TEXTO MOSTRADO:
====

El cayuco de Sarr, de 30 años, llegó a El Hierro el pasado 4 de octubre cargado de hombres y de varias madres solas con sus hijos. Casi nueve meses más tarde, la mujer observa la imagen que ilustró aquel reportaje en el que ella y otras mujeres contaban qué les había llevado a meterse solas en esa barca que recorrería 1.700 kilómetros de océano. “No tenía otra opción”, explicó Sarr a EL PAÍS pocos días después de su desembarco. En la fotografía se ve a su hija en primer plano, seria, con la mirada triste y los labios agrietados. La madre aparece con una media sonrisa y con la cabeza cubierta con una toalla azul con la que se escondía el pelo. Sarr se lleva las manos a la cara al recordar ese momento. Se ríe, se ve horrible. “Al verla me siento feliz, pero también algo triste porque me lleva a ese momento”, cuenta en el centro de acogida de un pueblo de Córdoba donde vive ahora.

La amiga que la acompaña y que estuvo con ella en Canarias le arranca el teléfono de las manos, mira la foto y suelta una carcajada. “¡Ha cambiado mucho!”, exclama entre risas. “Antes, ahí, estaba encogida. Ahora está fuerte, tiene hasta otra postura”, describe sacando pecho.

====

DATOS EXTRAÍDOS:

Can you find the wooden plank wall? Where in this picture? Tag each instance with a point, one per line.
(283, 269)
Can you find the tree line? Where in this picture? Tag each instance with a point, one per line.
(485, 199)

====

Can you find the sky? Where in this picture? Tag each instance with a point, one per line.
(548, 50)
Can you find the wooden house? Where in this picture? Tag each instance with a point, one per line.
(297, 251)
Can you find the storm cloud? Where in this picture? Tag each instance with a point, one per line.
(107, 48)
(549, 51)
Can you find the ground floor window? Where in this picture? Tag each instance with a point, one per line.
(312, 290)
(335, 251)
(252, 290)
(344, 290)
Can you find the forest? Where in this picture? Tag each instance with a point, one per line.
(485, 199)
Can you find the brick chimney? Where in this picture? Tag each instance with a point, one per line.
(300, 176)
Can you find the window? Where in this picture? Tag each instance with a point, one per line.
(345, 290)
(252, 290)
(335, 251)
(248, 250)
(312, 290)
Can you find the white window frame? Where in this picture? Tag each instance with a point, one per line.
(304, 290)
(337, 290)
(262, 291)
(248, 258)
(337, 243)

====

EJERCICIOS:
1: En el texto sobre Sarr, ¿cuántos kilómetros de océano iba a recorrer la barca?
2: Di si cada frase coincide con el texto sobre Sarr: (a) En la fotografía, la hija de Sarr sale sonriendo. (b) Sarr vive ahora en un centro de acogida de un pueblo de Córdoba. (c) El cayuco llegó a El Hierro el 4 de octubre.
3: Completa la parte siguiente del texto sobre Sarr, empezando justo después de su última frase.
Las filas son material aparte y no forman parte del texto sobre Sarr.

RESPUESTAS POR TAREA:
1: 1.700 kilómetros.

2:
(a) No: "En la fotografía se ve a su hija en primer plano, seria, con la mirada triste y los labios agrietados".
(b) Sí: "cuenta en el centro de acogida de un pueblo de Córdoba donde vive ahora".
(c) Sí: "llegó a El Hierro el pasado 4 de octubre".

3:
Pero Sarr no está bien, está impaciente y frustrada. Su hija menor, de tres años, cree que se ha convertido en la reina de España y cuestiona cuándo podrá venir a verla. Es una pregunta sin respuesta. Sarr se siente aislada y aunque, como solicitante de asilo, está a punto de obtener el permiso para trabajar, duda de cómo podrá encontrar uno en mitad del olivar en el que vive. La situación del sistema de acogida, desbordado por las llegadas a Canarias —ya van 19.000 en lo que va de año, el triple que el año pasado por estas fechas—, juega en su contra.

Sarr, en realidad, tuvo la suerte de llegar al programa Ödos, de la Fundación Emet, una ONG que se ha especializado en la atención de mujeres con niños que necesitan recuperarse de esos viajes que empiezan mucho antes de subirse a una patera. En ese caserío cuya vida gira alrededor de un patio de baldosas naranjas y césped, las mujeres descansan y se recuperan físicamente de periplos migratorios terroríficos.

Pero el centro se concibió en 2018 para una acogida humanitaria de corta estancia, cuando el escenario era otro. Entonces, las mujeres que llegaban lo hacían a las costas andaluzas y habían enfrentado todo tipo de abusos en Marruecos, el punto habitual de sus partidas. Originarias, sobre todo, de Guinea y Costa de Marfil, su objetivo era normalmente marcharse a Francia por lo que la espera en Ödos significaba un oasis donde las trabajadoras podían identificar perfiles y necesidades, trabajar la prevención de la trata, el acceso, en su caso a la protección internacional y garantizar los derechos de la infancia. Además, el centro se ha especializado en gestionar los complejos casos de niños que llegan con adultas que no son sus madres y que el sistema o tiende a separar o mantener juntas solo en base a un apego positivo.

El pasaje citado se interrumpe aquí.